__Brief 1__: According to the interview transcript, for how long each day did the capital have electricity?
__Brief 2__: Repeat word for word the passage of the interview transcript from "Q. What about" up to and including "down by the outgoing regime.".

__Page text__:
******************************
World Service, May 10, 2004


We welcome to the show James R. Morrell, who took part in an assessment mission of the Haiti Democracy Project to Haiti during April 12-16, 2004.


Q. Mr. Morrell, What was the situation you found in Haiti?


A. We found Haiti to be devastated. The mass poverty, the throngs of unemployed, were there as usual. The capital had electricity for only an hour a day. Trash was piling up on the street corners. It was as though the country had gone through a war.


Q. How much support was there for Aristide?


A. We saw little evidence of it. Previously, such pro-Aristide mobilizations as occurred were typically paid. With the funding apparently cut off, these have subsided.


Q. What about the new government?


A. The situation facing the new regime is virtually impossible. The prime minister told us of the central bank having been looted by the outgoing regime. The health minister told us of hospitals that had been stripped of their equipment and invaded by gangs. We met the agriculture minister in the office of a foreign NGO. The ministry had been burnt down by the outgoing regime.
******************************
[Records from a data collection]
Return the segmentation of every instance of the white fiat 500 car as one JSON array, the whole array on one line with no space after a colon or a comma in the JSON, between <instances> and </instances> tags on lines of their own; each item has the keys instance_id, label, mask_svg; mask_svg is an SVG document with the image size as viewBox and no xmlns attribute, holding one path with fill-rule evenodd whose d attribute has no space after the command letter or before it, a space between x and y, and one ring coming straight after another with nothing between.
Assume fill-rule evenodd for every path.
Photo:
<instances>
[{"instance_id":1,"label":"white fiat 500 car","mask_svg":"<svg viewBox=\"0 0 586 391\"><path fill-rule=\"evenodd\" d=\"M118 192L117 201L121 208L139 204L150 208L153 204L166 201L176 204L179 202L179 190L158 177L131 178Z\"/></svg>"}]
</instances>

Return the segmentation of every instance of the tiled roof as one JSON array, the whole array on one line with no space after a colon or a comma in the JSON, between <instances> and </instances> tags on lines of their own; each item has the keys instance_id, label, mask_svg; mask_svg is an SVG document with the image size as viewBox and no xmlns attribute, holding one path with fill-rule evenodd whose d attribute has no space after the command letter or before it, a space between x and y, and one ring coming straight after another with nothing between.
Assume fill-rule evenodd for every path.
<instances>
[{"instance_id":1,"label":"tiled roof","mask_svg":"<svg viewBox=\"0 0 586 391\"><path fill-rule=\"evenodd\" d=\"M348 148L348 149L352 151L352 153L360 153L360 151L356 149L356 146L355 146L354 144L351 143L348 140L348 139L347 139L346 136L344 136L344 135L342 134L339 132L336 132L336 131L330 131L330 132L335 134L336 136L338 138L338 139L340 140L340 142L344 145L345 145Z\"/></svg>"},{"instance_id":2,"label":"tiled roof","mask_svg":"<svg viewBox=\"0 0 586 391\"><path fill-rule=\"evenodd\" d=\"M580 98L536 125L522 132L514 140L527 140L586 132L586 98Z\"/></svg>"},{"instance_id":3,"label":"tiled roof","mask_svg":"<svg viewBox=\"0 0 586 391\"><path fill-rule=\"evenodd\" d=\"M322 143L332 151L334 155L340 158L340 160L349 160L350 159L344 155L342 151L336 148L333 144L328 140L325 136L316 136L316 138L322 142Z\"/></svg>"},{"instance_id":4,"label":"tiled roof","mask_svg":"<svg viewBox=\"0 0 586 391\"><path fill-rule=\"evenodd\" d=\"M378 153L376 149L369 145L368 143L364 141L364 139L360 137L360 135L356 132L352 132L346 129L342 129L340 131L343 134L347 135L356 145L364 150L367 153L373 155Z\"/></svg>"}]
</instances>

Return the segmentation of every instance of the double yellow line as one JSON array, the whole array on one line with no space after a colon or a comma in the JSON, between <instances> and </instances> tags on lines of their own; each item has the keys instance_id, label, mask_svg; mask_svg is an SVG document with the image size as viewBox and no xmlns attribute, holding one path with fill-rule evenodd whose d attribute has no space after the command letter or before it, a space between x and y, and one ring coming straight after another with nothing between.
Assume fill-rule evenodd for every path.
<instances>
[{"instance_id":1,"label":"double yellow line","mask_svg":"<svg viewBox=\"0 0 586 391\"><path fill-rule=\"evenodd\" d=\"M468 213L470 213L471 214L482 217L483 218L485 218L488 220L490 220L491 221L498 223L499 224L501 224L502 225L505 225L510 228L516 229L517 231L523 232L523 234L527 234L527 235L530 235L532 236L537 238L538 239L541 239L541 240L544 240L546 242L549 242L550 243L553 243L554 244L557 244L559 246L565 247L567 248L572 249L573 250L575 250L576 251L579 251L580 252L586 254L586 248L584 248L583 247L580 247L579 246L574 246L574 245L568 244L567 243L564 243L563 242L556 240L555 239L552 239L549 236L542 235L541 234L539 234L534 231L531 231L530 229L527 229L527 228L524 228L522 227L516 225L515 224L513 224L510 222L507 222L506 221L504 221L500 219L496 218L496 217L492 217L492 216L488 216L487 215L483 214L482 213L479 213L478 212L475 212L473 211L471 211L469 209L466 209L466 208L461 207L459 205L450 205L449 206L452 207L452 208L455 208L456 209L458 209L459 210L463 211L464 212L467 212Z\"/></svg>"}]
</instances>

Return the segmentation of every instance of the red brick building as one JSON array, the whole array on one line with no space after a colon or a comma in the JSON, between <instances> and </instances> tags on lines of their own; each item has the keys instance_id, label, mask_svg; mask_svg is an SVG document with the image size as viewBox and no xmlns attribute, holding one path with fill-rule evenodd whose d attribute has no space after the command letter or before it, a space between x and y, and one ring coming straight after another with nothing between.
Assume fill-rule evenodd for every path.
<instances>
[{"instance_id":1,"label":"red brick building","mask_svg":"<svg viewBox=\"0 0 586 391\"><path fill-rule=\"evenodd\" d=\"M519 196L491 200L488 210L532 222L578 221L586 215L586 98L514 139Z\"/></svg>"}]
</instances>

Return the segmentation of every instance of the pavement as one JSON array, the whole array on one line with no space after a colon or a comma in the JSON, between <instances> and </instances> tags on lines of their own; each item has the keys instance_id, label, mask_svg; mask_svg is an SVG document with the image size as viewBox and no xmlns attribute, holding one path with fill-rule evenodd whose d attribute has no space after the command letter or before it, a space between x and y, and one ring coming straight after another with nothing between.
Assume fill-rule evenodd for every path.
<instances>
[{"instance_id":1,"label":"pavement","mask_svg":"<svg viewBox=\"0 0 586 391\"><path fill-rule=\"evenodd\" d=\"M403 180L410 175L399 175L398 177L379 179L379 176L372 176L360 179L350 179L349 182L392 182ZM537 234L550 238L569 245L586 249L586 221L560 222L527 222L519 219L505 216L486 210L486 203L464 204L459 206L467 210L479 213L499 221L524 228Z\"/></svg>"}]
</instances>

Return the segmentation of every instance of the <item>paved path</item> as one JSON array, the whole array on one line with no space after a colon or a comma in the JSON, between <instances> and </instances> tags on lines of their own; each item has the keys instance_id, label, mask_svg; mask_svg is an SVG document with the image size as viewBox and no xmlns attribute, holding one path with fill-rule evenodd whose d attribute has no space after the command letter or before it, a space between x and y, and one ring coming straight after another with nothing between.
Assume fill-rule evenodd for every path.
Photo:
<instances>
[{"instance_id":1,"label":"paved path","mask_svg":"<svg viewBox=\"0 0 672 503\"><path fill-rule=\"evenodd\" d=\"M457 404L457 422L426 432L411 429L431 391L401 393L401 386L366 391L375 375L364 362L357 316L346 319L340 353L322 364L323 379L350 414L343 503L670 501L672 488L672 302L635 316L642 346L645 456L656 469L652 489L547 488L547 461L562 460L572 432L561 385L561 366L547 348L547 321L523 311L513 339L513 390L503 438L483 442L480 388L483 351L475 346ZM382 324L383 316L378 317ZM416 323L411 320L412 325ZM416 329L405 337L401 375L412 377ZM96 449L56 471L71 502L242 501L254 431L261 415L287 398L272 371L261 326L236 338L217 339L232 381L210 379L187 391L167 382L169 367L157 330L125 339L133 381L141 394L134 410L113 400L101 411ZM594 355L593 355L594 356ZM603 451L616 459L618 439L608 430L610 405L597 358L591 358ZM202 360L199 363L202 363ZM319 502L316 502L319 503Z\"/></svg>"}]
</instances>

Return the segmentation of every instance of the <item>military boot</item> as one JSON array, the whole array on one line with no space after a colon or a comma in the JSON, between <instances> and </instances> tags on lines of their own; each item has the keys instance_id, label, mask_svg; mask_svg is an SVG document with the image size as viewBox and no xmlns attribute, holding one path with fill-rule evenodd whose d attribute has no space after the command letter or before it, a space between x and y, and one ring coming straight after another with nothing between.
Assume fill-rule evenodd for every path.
******************************
__Response area 1__: The capital had electricity for only an hour a day.

__Response area 2__:
Q. What about the new government?


A. The situation facing the new regime is virtually impossible. The prime minister told us of the central bank having been looted by the outgoing regime. The health minister told us of hospitals that had been stripped of their equipment and invaded by gangs. We met the agriculture minister in the office of a foreign NGO. The ministry had been burnt down by the outgoing regime.